*WHAT YOU NEED TO DO*
Write out each record exactly as given, but do not include the pictures.

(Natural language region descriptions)
▼

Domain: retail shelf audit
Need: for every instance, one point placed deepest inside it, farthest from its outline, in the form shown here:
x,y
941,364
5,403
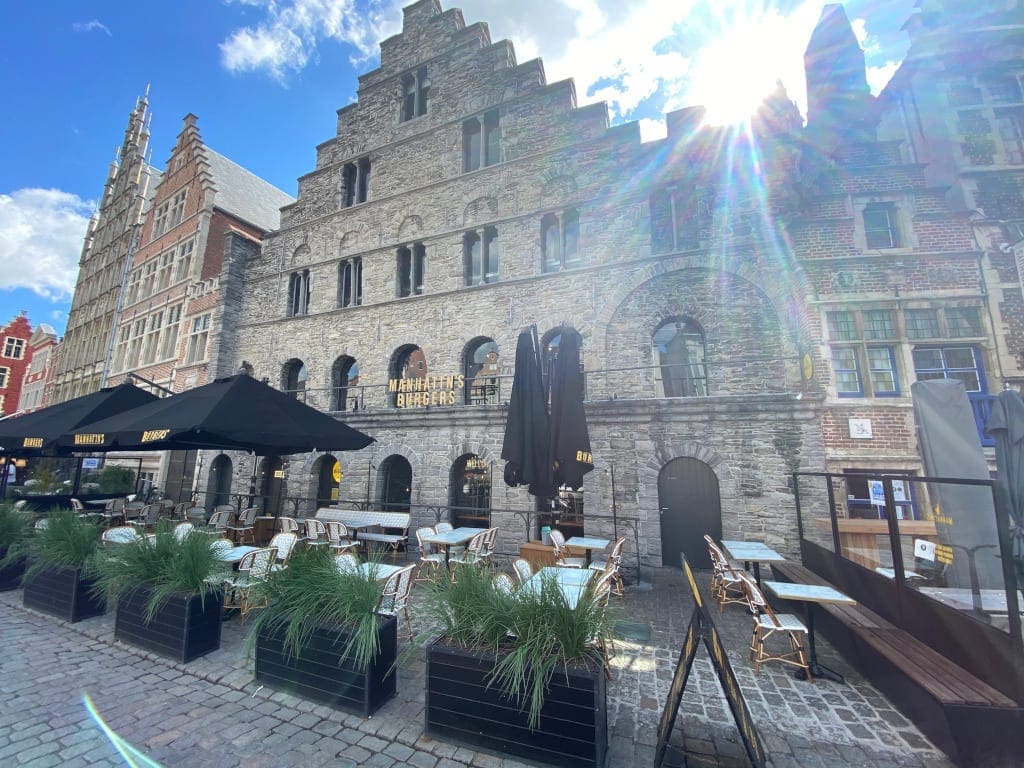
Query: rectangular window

▲

*SOLUTION TO THE EXERCISE*
Domain: retail shelf audit
Need: for every instance, one point placed deepest inside it, farthest from its outline, in the form shown here:
x,y
941,364
5,403
Query: rectangular window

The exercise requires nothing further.